● Trecho da página
-*-

Socialismo ou comunismo, em seu sentido original, significa que os trabalhadores tomam eles próprios o comando de suas vidas em suas mãos. Na concepção da conquista parlamentar do poder, esse comando é colocado nas mãos de um parlamento e de um governo; estes têm de transformar a sociedade e abolir o capitalismo por meio de atos parlamentares e normas governamentais. Parlamento e governo realizam o trabalho essencial; depois de votarem, os trabalhadores desempenham um papel majoritariamente passivo. É por este motivo que nenhuma qualidade era necessária na classe trabalhadora. A tomada do poder só parecia fácil assim porque não tomava poder nenhum: governantes novos melhores substituíram os governantes antigos ruins. Os trabalhadores não são senhores dos meios de produção; a produção é organizada e regulada pelo Estado, a comunidade, como é chamada, isto é, na realidade, pelos órgãos estatais, os funcionários públicos; os trabalhadores podem exercer sua influência apenas indiretamente. Aqueles que realizam o trabalho essencial, necessidades comandam o trabalho[4]. Portanto, o resultado de uma conquista parlamentar não pode ser outra coisa senão o socialismo de Estado, baseado na propriedade pública do aparato produtivo. Órgãos e funcionários estatais praticamente tendo a direção, dispondo da produção, do produto, de sua distribuição entre os trabalhadores, funcionários, fundos de reparo, etc., se tornam necessariamente uma nova classe dominante e exploradora.

A concepção de conquista parlamentar do socialismo era natural e surgiu por necessidade no século XIX, quando a classe trabalhadora era uma massa impotente de sofredores. A única maneira de libertá-los da exploração e de aniquilar o capitalismo sob essas condições era a ação legislativa do poder do Estado nas mãos de socialistas lúcidos. Esta libertação deveria ser a tarefa gloriosa da social-democracia enquanto uma gama de líderes, intelectuais, políticos e revolucionários apoiados pelo conjunto de seguidores e partidários. Posteriormente, o declínio da social-democracia, visível nos partidos socialistas e comunistas que defendiam ou governavam através duma forma ou outra de capitalismo, indica que esta concepção agora se tornou obsoleta. A classe trabalhadora está entrando em outro período de sua luta. É hoje uma classe diferente daquela de um século atrás; está evoluindo rumo a um poder social pelo fato de sua mera presença determinar toda a política; começa a se sentir confiante de que será capaz de conquistar a ascensão social. Agora, a crença de que só precisa votar e de que outros a libertarão só pode ter um efeito paralisante no exercício de suas próprias forças. Ela tem de enfrentar a dura, ainda que promissora, verdade de que deve fazer tudo ela mesma, sozinha.

-*-

● Enunciado da tarefa
Dê continuidade ao texto sobre a conquista parlamentar do socialismo, começando logo depois da última frase.

● Material extraído

-*-

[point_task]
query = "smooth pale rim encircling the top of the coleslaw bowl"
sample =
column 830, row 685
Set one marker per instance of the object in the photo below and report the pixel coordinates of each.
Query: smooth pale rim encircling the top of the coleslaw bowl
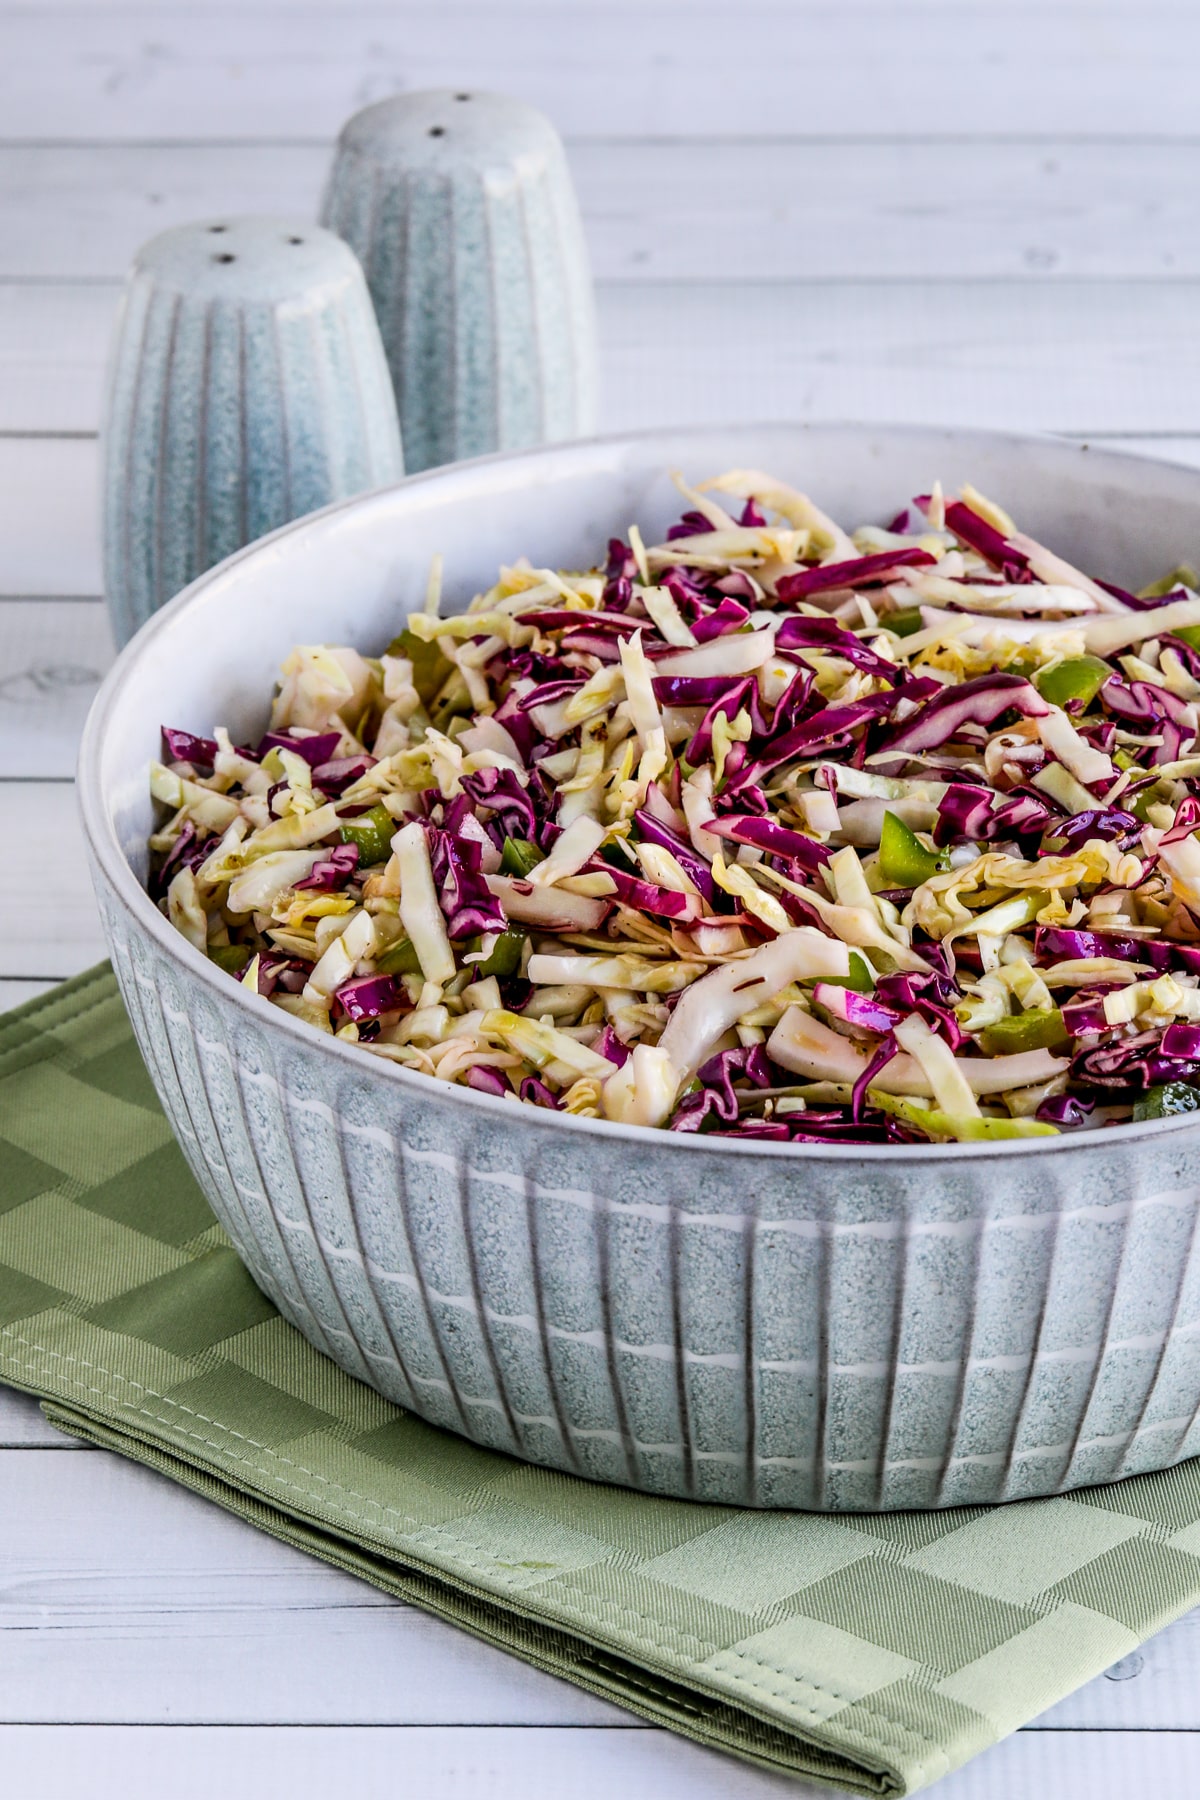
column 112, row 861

-*-

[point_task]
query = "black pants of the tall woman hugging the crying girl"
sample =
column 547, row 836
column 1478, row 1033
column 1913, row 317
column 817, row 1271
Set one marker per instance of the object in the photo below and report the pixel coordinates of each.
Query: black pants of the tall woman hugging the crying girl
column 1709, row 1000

-*-

● Resposta do exercício
O poder do Estado, o governo, quando organiza e gere a produção, o faz comandando, de cima. Quando a classe trabalhadora organiza e dirige a produção, isto é, seu próprio trabalho, os conteúdos de sua vida, ela o faz de baixo, por meio da compreensão mútua com base no sentimento de comunidade. Para este fim, ela deve desenvolver uma organização social da produção que expresse e assegure a autoatividade da humanidade em seu trabalho produtivo, diferente, portanto, dos órgãos políticos que incorporam o comando externo. Tal organização da autoatividade completamente sob o controle dos trabalhadores normalmente é denominada organização de conselhos. Na futura luta pela dominância social, esta forma de organização provavelmente tomará o lugar do parlamento – o instrumento genuíno da classe média – como um instrumento da classe trabalhadora revolucionária.

Mesmo quando, em um país com tradições parlamentares tão poderosas quanto a Inglaterra, no turbilhão das intensas disputas sociais, parlamentos são eleitos com maiorias socialistas genuínas, o trabalho essencial da nova organização deve ser realizado nas oficinas pelos próprios trabalhadores. A transformação da sociedade não pode ser concretizada por decretos vindos de cima; consiste em estabelecer novas condições de trabalho, novas relações mútuas nas empresas[5], as unidades da vida prática. Na Revolução Francesa, os camponeses já haviam tomado a administração e a jurisdição em suas próprias mãos antes de a legislação ter formulado e promulgado as novas condições.

Nossa segunda observação pode ser resumida assim: o parlamentarismo não pode trazer liberdade e controle para a classe trabalhadora, mas apenas novos senhores em vez dos antigos.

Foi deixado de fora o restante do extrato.